TEXT ▸

If the Company seeks stockholder approval of a proposed Business Combination, then in connection with such proposed Business Combination,
it, he or she shall (i) vote any shares of Capital Stock owned by it, him or her in favor of any proposed Business Combination
and (ii) not redeem any shares of Common Stock owned by it, him or her in connection with such stockholder approval. If the Company
engages in a tender offer in connection with any proposed Business Combination, each of the undersigned agrees that it, he or
she will not seek to sell its, his or her shares of Capital Stock to the Company in connection with such tender offer.

 

2.
In the event that the Company fails to consummate a Business Combination within 24 months from the closing of the Public Offering,
or such later period approved by the Company’s stockholders in accordance with the Company’s amended and restated
certificate of incorporation (the “Charter”), it, he or she shall take all reasonable steps to cause
the Company to (i) cease all operations except for the purpose of winding up, (ii) as promptly as reasonably possible but not
more than 10 business days thereafter, subject to lawfully available funds therefor, redeem 100% of the Common Stock sold as part
of the Units in the Public Offering (the “Offering Shares”), at a per-share price,
payable in cash, equal to the aggregate amount then on deposit in the Trust Account (as defined below), including interest earned
on the funds held in the Trust Account and not previously released to the Company to pay its taxes (less up to $100,000 of interest
to pay dissolution expenses), divided by the number of then outstanding Offering Shares, which redemption will completely extinguish
all Public Stockholders’ rights as stockholders (including the right to receive further liquidation distributions, if any),
subject to applicable law, and (iii) as promptly as reasonably possible following such redemption, subject to the approval of
the Company’s remaining stockholders and the Company’s board of directors, dissolve and liquidate, subject in each
case to the Company’s obligations under Delaware law to provide for claims of creditors and other requirements of applicable
law. Each of the undersigned agrees not to propose any amendment to the Charter to modify (i) the substance or timing of the ability
of holders of Offering Shares to seek redemption in connection with a Business Combination, (ii) certain amendments to the Charter
prior to the completion of a Business Combination or (iii) (A) the Company obligation to redeem 100% of the Offering Shares if
the Company does not complete a Business Combination within such time set forth in the Charter or (B) any other provisions relating
to stockholders’ rights or pre-initial Business Combination activity, unless the Company provides its public stockholders with
the opportunity to redeem their shares of Common Stock upon approval of any such amendment at a per-share price, payable in cash,
equal to the aggregate amount then on deposit in the Trust Account, including interest earned on the funds held in the Trust Account
and not previously released to the Company to pay its taxes, divided by the number of then outstanding Offering Shares.

SET PROBLEM 1 ▸
Return the passage of the agreement text that runs from "If the Company seeks" down to "such tender offer.", word for word.

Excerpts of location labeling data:

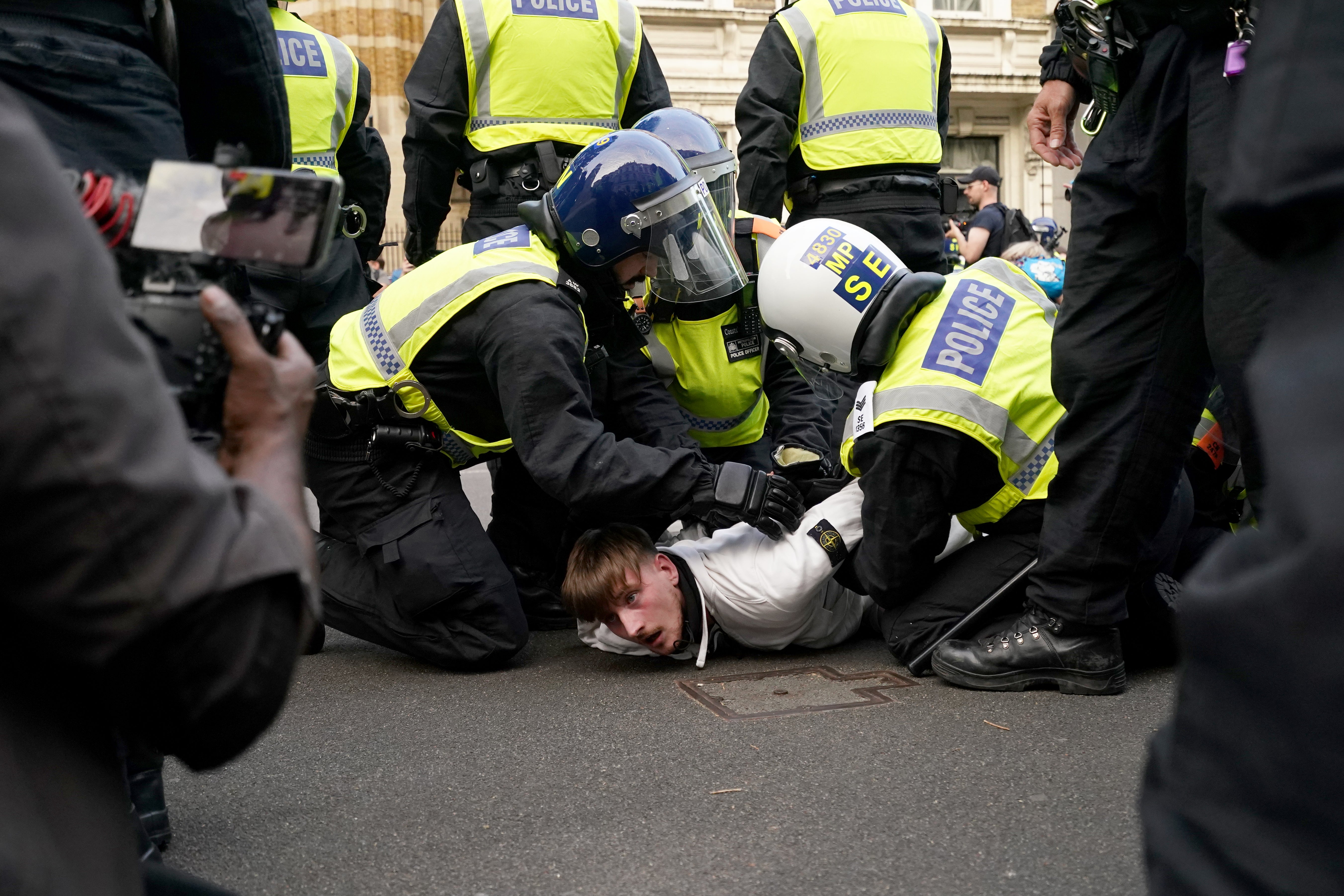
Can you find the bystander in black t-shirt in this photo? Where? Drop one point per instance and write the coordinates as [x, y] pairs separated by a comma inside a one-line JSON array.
[[993, 219]]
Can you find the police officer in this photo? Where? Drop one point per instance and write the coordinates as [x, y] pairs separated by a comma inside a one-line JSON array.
[[1160, 296], [506, 92], [843, 116], [113, 90], [482, 352], [329, 108], [709, 351]]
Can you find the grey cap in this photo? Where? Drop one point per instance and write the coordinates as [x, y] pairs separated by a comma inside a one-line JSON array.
[[982, 172]]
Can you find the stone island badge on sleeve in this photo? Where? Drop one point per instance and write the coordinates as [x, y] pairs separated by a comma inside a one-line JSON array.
[[826, 535]]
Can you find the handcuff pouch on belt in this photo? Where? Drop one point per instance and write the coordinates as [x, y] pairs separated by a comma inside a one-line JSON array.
[[381, 417], [487, 176], [808, 191]]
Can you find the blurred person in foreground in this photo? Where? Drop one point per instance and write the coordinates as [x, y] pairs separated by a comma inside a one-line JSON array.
[[138, 566], [1244, 788]]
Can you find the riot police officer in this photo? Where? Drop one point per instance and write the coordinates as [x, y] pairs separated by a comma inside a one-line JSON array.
[[482, 352], [506, 93], [1160, 295], [728, 382], [845, 115], [329, 90]]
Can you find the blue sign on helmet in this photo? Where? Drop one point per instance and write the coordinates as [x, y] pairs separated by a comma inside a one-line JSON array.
[[702, 148]]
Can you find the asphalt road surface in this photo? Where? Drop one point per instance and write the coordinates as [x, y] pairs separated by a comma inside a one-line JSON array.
[[577, 772]]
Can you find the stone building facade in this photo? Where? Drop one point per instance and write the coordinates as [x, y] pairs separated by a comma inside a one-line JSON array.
[[705, 47]]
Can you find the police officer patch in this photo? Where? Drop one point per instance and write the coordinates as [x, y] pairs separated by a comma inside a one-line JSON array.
[[867, 6], [968, 335], [514, 238], [302, 54], [560, 9]]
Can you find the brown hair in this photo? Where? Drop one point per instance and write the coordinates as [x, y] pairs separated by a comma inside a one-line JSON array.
[[601, 566], [1026, 249]]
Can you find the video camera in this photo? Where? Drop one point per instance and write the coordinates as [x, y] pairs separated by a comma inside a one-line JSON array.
[[190, 225]]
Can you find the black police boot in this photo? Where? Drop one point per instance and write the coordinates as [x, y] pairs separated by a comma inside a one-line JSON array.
[[541, 604], [316, 639], [1037, 651], [146, 781]]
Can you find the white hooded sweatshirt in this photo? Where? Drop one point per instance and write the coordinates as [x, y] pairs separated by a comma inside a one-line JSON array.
[[768, 594]]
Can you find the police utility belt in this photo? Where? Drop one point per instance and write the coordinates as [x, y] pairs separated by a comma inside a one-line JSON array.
[[1104, 40], [358, 427], [498, 187], [810, 191]]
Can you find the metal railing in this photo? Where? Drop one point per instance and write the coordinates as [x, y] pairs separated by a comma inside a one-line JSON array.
[[449, 236]]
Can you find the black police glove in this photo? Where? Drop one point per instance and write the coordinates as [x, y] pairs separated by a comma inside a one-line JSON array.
[[744, 495]]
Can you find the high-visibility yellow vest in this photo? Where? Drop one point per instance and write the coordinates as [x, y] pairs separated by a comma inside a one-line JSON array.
[[870, 83], [374, 348], [322, 79], [978, 361], [548, 69], [716, 369]]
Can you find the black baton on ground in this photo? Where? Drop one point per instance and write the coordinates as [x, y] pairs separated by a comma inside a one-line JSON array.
[[920, 664]]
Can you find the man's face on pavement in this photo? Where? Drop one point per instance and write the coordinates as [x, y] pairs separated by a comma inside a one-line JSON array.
[[650, 610]]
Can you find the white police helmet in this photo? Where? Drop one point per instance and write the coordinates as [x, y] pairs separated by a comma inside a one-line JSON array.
[[835, 299]]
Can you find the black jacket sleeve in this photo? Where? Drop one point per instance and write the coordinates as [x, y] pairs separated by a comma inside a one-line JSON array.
[[648, 88], [436, 132], [116, 527], [914, 479], [230, 83], [1057, 66], [367, 170], [533, 348], [767, 119], [796, 417]]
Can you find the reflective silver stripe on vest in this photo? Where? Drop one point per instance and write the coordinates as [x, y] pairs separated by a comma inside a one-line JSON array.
[[935, 43], [378, 343], [869, 120], [346, 86], [324, 160], [1014, 276], [480, 36], [419, 316], [811, 62], [720, 424], [1025, 479], [994, 420], [624, 54], [611, 124]]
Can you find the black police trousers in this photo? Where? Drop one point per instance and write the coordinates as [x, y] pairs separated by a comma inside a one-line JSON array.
[[416, 574], [1160, 295], [315, 300]]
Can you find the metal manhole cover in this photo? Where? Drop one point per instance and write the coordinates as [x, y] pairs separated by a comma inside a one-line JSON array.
[[788, 692]]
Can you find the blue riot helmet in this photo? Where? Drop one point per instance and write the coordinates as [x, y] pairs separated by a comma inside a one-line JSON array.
[[1047, 233], [630, 193], [702, 150]]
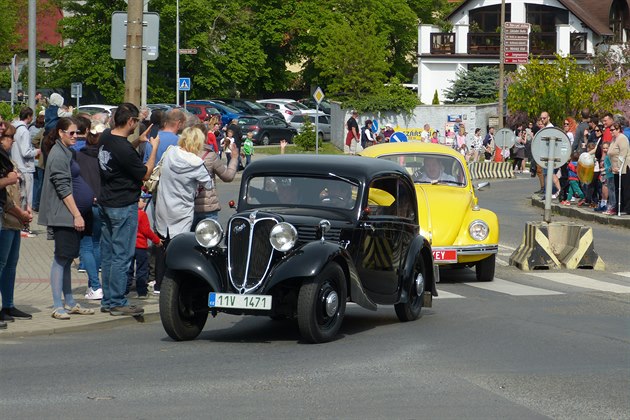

SET PROBLEM 2 ▸
In the rows, substitute "in this image" for "in this photo" throughout everything from the start of the rows down to the line containing "[[577, 772]]", changing nothing else. Give back only those lines, and leave the pictures out.

CORRECT OUTPUT 1 ▸
If the Company seeks stockholder approval of a proposed Business Combination, then in connection with such proposed Business Combination,
it, he or she shall (i) vote any shares of Capital Stock owned by it, him or her in favor of any proposed Business Combination
and (ii) not redeem any shares of Common Stock owned by it, him or her in connection with such stockholder approval. If the Company
engages in a tender offer in connection with any proposed Business Combination, each of the undersigned agrees that it, he or
she will not seek to sell its, his or her shares of Capital Stock to the Company in connection with such tender offer.

CORRECT OUTPUT 2 ▸
Can you find the bystander in black t-shirt in this image? Where? Drop one point per instance and write the coordinates as [x, y] pairs separated by a comma inside a one-line JSON array.
[[993, 219]]
Can you find the police officer in this image? Where? Drop one point per instance and write the coordinates as [x, y] pairs separated by a comma inside a one-line JSON array.
[[1160, 296], [506, 92], [843, 116], [113, 90], [482, 352], [329, 108], [709, 351]]
Can you find the grey cap in this image? Where? Drop one point per instance and write the coordinates as [x, y] pairs separated by a comma inside a one-line JSON array.
[[982, 172]]
Can you find the stone island badge on sleeve in this image? Where? Drop one point per instance and write the coordinates as [x, y] pairs separated by a comma inside a one-line JSON array.
[[826, 535]]
Can you find the handcuff pouch on belt in this image? Where? Drop one point per instance and write the coordinates as [x, y] pairs separated by a comma inside a one-line JSON array.
[[381, 417], [487, 176], [808, 191]]
Can you find the blurred person in foreground in this image? Where? Drop one point per instance and write the coordinates as [x, y] pairs separated by a comma inside a one-line JSON array.
[[138, 566], [1244, 788]]
Can you find the riot police officer in this image? Where? Drop one point per instance and write the coordinates as [x, y] pairs separated by a comma inside a one-line JSON array.
[[482, 352], [506, 93], [1160, 295], [728, 382], [845, 115], [329, 90]]
Can you find the blue sign on helmet in this image? Where? Drop one point per instance and write the coordinates as [x, y] pairs separated by a comma inside a one-line JSON array.
[[702, 148]]
Can you find the asphalt road surface in this image? Where? Drop one point per instance and write the coordinates as [x, y] pairs separated by a comma inside a one-line JSON array.
[[577, 772]]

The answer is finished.